Problem description -> Work through the material below and tally the lines holding "clicks"; only the tally should be returned.
※
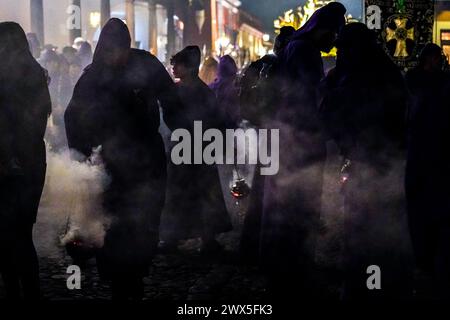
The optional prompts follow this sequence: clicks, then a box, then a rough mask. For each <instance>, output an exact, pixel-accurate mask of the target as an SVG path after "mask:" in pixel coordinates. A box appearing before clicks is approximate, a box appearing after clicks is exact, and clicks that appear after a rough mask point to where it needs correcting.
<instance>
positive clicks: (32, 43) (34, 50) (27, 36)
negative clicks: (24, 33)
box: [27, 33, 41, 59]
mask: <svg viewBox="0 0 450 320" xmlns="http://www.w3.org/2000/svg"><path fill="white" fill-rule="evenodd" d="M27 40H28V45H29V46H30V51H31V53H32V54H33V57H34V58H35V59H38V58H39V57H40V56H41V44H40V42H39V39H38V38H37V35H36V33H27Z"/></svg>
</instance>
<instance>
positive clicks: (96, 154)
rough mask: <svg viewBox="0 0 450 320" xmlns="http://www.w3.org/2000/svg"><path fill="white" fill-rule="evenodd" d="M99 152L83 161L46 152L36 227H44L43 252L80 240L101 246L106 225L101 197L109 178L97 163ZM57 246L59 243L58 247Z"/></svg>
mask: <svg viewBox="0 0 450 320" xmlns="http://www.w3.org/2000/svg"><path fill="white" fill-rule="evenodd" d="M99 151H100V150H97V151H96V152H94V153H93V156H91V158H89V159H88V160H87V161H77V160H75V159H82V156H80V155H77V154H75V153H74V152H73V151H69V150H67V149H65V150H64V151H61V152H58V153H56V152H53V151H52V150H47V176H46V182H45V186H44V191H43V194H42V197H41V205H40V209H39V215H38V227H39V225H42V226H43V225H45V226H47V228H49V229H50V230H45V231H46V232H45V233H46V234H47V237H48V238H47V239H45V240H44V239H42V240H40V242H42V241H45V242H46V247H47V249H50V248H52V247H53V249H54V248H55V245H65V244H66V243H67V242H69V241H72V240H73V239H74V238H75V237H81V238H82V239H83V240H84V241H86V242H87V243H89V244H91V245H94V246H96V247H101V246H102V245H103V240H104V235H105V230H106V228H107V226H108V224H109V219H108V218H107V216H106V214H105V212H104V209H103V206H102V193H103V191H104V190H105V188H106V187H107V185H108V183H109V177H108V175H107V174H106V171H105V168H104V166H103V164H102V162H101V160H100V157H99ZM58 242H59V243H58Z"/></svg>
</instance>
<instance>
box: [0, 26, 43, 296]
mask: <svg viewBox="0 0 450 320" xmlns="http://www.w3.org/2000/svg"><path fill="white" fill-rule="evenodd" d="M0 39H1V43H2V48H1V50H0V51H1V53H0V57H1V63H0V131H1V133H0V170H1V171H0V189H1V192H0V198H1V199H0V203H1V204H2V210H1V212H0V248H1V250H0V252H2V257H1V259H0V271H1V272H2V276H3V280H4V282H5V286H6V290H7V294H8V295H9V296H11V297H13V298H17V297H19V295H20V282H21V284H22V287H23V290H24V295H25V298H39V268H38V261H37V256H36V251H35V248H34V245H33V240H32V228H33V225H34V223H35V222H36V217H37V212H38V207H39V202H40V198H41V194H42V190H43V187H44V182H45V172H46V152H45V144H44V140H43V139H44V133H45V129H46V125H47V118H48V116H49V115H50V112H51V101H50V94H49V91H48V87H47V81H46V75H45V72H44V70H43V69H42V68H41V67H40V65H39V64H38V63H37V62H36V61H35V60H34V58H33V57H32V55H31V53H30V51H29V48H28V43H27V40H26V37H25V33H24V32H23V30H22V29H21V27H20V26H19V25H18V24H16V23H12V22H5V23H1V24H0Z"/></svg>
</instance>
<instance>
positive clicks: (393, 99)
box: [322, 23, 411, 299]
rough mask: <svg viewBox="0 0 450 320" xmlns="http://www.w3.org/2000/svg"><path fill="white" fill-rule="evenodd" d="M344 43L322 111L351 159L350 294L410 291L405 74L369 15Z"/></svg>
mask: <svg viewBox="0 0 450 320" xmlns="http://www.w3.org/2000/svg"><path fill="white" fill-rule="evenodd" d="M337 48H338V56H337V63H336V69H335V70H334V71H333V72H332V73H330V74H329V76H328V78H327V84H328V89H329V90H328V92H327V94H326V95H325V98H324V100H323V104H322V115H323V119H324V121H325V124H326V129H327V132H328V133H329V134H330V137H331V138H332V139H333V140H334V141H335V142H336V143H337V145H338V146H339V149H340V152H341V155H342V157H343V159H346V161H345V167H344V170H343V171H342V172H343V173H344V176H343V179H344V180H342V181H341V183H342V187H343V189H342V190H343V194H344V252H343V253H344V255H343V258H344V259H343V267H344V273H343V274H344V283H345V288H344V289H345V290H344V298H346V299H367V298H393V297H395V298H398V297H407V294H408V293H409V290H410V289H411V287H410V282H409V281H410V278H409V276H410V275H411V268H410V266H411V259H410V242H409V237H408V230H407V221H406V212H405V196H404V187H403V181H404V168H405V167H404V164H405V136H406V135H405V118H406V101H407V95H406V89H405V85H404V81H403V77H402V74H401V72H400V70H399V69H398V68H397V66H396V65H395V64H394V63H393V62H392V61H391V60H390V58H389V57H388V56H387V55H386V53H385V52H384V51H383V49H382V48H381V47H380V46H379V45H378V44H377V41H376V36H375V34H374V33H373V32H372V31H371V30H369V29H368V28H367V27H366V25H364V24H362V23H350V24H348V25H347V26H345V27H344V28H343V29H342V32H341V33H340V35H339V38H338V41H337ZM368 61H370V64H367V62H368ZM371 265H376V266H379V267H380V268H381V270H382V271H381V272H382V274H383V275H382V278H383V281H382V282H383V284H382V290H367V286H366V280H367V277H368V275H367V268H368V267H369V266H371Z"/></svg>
※
Response to the exercise -> 5